• _Dataset entries_:
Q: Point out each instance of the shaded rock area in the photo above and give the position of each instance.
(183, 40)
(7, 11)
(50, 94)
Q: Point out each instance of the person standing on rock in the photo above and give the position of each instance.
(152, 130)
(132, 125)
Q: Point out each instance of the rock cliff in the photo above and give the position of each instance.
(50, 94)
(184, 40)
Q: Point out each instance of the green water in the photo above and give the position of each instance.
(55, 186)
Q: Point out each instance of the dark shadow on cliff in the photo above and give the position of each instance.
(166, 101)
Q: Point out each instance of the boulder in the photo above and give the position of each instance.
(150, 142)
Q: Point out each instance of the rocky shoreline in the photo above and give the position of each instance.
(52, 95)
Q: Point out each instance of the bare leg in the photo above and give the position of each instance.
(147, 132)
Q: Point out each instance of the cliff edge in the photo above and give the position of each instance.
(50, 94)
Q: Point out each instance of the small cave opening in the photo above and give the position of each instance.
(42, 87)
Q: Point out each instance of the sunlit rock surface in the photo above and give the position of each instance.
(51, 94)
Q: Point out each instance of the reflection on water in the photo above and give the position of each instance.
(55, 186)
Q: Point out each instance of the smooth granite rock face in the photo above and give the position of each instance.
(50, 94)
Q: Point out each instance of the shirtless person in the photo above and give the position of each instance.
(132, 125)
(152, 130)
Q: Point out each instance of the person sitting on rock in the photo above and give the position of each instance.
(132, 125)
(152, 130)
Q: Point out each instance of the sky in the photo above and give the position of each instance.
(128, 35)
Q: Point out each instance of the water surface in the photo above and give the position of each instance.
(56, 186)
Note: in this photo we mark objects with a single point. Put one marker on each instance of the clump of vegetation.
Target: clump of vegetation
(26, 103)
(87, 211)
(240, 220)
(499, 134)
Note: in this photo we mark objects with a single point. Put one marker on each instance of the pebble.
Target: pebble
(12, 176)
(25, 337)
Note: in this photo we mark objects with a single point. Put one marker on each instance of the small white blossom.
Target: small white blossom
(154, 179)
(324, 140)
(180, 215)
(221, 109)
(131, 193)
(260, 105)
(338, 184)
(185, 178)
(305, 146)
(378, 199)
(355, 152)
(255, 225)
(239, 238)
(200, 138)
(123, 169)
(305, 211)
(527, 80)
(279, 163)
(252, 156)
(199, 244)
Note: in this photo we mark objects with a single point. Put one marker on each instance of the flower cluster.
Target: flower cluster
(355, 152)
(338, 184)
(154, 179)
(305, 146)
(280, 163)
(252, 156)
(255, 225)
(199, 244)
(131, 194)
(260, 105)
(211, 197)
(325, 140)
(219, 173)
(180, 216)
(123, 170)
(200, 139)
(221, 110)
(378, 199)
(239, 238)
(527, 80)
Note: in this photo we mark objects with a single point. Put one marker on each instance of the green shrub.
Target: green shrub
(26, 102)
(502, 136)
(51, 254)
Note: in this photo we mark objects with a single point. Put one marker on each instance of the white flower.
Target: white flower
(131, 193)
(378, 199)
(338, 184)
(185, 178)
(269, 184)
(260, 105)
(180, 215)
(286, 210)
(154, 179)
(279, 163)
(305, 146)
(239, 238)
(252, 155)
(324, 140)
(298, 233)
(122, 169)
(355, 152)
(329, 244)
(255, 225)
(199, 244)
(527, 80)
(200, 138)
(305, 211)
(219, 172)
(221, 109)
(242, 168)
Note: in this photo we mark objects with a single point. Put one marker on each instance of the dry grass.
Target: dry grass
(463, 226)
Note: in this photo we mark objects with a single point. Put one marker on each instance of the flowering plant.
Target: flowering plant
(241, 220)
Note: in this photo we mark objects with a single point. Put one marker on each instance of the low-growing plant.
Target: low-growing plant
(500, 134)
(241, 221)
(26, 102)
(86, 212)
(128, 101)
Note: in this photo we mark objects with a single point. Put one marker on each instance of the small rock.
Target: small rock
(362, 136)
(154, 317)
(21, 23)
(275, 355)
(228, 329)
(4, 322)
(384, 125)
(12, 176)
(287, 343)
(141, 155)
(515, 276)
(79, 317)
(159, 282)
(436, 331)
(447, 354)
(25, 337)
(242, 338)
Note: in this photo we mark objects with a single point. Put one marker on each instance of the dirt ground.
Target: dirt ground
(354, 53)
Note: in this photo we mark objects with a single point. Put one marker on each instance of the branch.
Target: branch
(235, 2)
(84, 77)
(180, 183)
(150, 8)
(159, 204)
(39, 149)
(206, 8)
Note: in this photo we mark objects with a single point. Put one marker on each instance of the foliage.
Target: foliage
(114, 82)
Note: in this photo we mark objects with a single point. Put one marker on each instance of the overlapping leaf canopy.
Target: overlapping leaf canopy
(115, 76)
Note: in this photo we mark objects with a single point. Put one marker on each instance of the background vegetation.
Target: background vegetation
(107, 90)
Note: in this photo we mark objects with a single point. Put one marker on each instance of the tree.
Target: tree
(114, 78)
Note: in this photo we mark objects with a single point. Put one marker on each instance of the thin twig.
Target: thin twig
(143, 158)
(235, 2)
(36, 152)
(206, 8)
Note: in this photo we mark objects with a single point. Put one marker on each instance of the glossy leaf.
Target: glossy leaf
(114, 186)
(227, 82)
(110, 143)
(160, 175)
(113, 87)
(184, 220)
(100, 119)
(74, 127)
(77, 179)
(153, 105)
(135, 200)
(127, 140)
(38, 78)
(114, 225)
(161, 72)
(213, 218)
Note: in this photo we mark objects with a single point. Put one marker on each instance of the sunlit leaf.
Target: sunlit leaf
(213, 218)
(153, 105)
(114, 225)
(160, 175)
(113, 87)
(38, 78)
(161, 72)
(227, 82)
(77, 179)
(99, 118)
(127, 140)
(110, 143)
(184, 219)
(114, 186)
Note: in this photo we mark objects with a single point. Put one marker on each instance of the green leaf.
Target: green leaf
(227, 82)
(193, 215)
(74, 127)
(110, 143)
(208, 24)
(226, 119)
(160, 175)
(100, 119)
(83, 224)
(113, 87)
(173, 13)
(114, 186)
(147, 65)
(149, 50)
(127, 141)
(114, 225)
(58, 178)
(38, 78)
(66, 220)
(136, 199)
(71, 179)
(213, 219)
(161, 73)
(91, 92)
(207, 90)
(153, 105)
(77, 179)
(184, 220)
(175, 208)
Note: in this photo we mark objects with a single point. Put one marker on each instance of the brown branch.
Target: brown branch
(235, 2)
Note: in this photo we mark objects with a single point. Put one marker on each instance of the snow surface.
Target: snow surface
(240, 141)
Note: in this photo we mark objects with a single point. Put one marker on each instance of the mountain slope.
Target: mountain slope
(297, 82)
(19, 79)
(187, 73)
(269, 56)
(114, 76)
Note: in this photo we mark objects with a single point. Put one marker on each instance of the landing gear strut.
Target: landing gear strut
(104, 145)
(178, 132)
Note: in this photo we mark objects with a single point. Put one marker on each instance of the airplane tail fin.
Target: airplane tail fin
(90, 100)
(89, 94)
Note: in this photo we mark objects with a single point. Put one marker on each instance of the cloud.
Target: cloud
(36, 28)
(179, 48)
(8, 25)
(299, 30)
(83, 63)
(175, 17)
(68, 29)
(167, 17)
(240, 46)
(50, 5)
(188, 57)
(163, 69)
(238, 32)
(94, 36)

• _Directions_:
Print all the records precisely.

• _Response box_:
Q: Point out each instance of the shaded rock area in the photo above and give the position of each instance.
(183, 40)
(7, 11)
(50, 94)
Q: Point out each instance of the person standing on rock in the photo above and give the position of each instance.
(152, 130)
(132, 125)
Q: Point out each instance of the rock cliff in the photo above and give the position of each instance.
(50, 94)
(184, 40)
Q: Point out each instance of the green water in the photo above and give the position of each instance.
(55, 186)
Q: Point out each instance of the dark shadow on cliff in the photo above and give the position of each instance.
(166, 101)
Q: Point out each instance of the boulder in the photo above and give the position of each instance.
(150, 142)
Q: Point out each instance of the rocky shoreline in the photo above and give the position of each instance.
(52, 95)
Q: Point out each instance of the bare leg in the photo above and give the position of each instance.
(147, 132)
Q: Point out each instance of the cliff edge in the photo above and give the position of each instance.
(50, 94)
Q: Point out each instance of the small cave opening in the photo above and give the position of each instance.
(42, 87)
Q: Point out each instance of the sunlit rock surface in the photo above and give the position of each instance.
(51, 94)
Q: Point out each instance of the reflection on water in the photo above and give the position of each instance.
(55, 186)
Q: Point out each instance of the smooth granite rock face in the photo above and give the position of each instance.
(50, 94)
Q: Point out each instance of the shirtless person in the photo above and give the position of each instance.
(132, 125)
(152, 130)
Q: Point out each instance of the person sitting on rock in the photo above and give the position of each instance.
(132, 125)
(152, 130)
Q: Point out each instance of the sky in the photo above and give the position of each instance.
(128, 35)
Q: Point out each instance of the water surface in the photo above and give the position of each instance.
(56, 186)
Note: in this photo we mark objects with a single point. Put one marker on each instance of the clump of vegetation.
Target: clump of vegetation
(26, 103)
(87, 211)
(240, 220)
(499, 134)
Note: in this photo we mark objects with a single point. Put one marker on each instance of the pebble.
Target: pebble
(12, 176)
(25, 337)
Note: in this photo we mark objects with a single point. Put one marker on each instance of the small white blossom.
Target: small white blossom
(154, 179)
(324, 140)
(180, 215)
(221, 109)
(131, 193)
(260, 105)
(338, 184)
(185, 178)
(305, 146)
(378, 199)
(355, 152)
(255, 225)
(239, 238)
(200, 138)
(123, 169)
(305, 211)
(527, 80)
(279, 163)
(252, 156)
(199, 244)
Note: in this photo we mark objects with a single point. Put one marker on each instance of the flower cluster.
Target: flower cluster
(355, 152)
(338, 184)
(154, 179)
(305, 146)
(280, 163)
(252, 156)
(255, 225)
(199, 244)
(131, 194)
(260, 105)
(211, 197)
(325, 140)
(219, 173)
(180, 216)
(123, 170)
(200, 139)
(221, 110)
(378, 199)
(239, 238)
(527, 80)
Note: in this photo we mark objects with a single point. Put one marker on each instance of the green shrub.
Target: green shrub
(26, 102)
(502, 136)
(51, 254)
Note: in this photo we mark objects with a single point. Put one marker on each instance of the white flower.
Target: white flower
(131, 193)
(378, 199)
(338, 184)
(185, 178)
(269, 184)
(260, 105)
(180, 215)
(286, 210)
(154, 179)
(279, 163)
(305, 146)
(239, 238)
(252, 155)
(324, 140)
(298, 233)
(122, 169)
(355, 152)
(329, 244)
(255, 225)
(199, 244)
(527, 80)
(200, 138)
(305, 211)
(219, 172)
(221, 109)
(242, 168)
Note: in this photo we mark objects with a single point. Put one marker on each instance of the dry grass.
Target: dry grass
(463, 226)
Note: in this photo we mark objects with a single point. Put one marker on each instance of the flowering plant.
Target: flowering plant
(241, 220)
Note: in this photo we mark objects with a single point. Put one marker on each instance of the low-growing plant.
Target: low-growing plant
(500, 134)
(241, 221)
(26, 102)
(86, 212)
(128, 101)
Note: in this photo we mark objects with a single point. Put one marker on each instance of the small rock.
Target: small rock
(362, 136)
(154, 317)
(21, 23)
(275, 355)
(228, 329)
(4, 322)
(384, 125)
(12, 176)
(287, 343)
(141, 155)
(515, 276)
(79, 317)
(159, 282)
(436, 331)
(447, 354)
(25, 337)
(242, 338)
Note: in this photo we mark objects with a single point. Put one marker on each instance of the dirt ground.
Target: dirt ground
(354, 53)
Note: in this photo we mark objects with a single point. Put one marker on each instance of the branch.
Target: branch
(235, 2)
(84, 77)
(180, 183)
(150, 8)
(159, 204)
(39, 149)
(206, 8)
Note: in this photo we mark objects with a single point. Put one marker on each instance of the foliage.
Target: foliage
(114, 82)
Note: in this photo we mark objects with a single point. Put one marker on each instance of the overlapping leaf canopy.
Target: overlapping leaf canopy
(115, 76)
Note: in this photo we mark objects with a single point. Put one marker on each instance of the background vegetation.
Target: background vegetation
(107, 90)
Note: in this photo we mark objects with a single point. Put one marker on each instance of the tree.
Target: tree
(114, 78)
Note: in this photo we mark objects with a single point. Put one marker on each instance of the thin twig.
Target: thin twig
(143, 158)
(235, 2)
(36, 152)
(206, 8)
Note: in this photo we mark objects with a single point. Put one marker on each instance of the glossy leaf.
Target: glossy leaf
(114, 186)
(227, 82)
(110, 143)
(160, 175)
(113, 87)
(184, 220)
(100, 119)
(74, 127)
(77, 179)
(153, 105)
(135, 200)
(127, 140)
(38, 78)
(114, 225)
(161, 72)
(213, 218)
Note: in this photo we mark objects with a single point. Put one marker on each instance of the sunlit leaf.
Target: sunlit leaf
(213, 218)
(153, 105)
(114, 225)
(160, 175)
(113, 87)
(38, 78)
(161, 72)
(227, 82)
(77, 179)
(99, 118)
(127, 140)
(110, 143)
(184, 219)
(114, 186)
Note: in this photo we mark objects with a single point. Put one marker on each instance of the green leaf.
Target: green leaf
(227, 82)
(193, 215)
(74, 127)
(110, 143)
(208, 24)
(226, 119)
(160, 175)
(100, 119)
(83, 224)
(113, 87)
(173, 13)
(114, 186)
(147, 65)
(149, 50)
(127, 141)
(114, 225)
(58, 178)
(38, 78)
(66, 220)
(136, 199)
(71, 179)
(213, 219)
(161, 73)
(91, 92)
(207, 90)
(153, 105)
(77, 179)
(184, 220)
(175, 208)
Note: in this photo we mark objects with a single point. Put one marker on each instance of the brown branch.
Target: brown branch
(235, 2)
Note: in this photo we mark objects with a single point. Put one marker on each instance of the snow surface.
Target: snow surface
(240, 141)
Note: in this photo we mark objects with a single point. Put one marker on each instance of the mountain slope.
Target: mountain slope
(297, 82)
(19, 79)
(187, 73)
(269, 56)
(114, 76)
Note: in this photo we mark objects with a single point. Put one marker on each instance of the landing gear strut.
Target: landing gear strut
(104, 145)
(178, 132)
Note: in this photo we mark objects with a single point. Put one marker on each instance of the airplane tail fin.
Target: airplane tail fin
(90, 100)
(89, 94)
Note: in this photo we mark objects with a single point. Put one marker on each instance of the cloud.
Target: cloud
(36, 28)
(179, 48)
(8, 25)
(299, 30)
(83, 63)
(175, 17)
(68, 29)
(167, 17)
(240, 46)
(50, 5)
(188, 57)
(163, 69)
(238, 32)
(94, 36)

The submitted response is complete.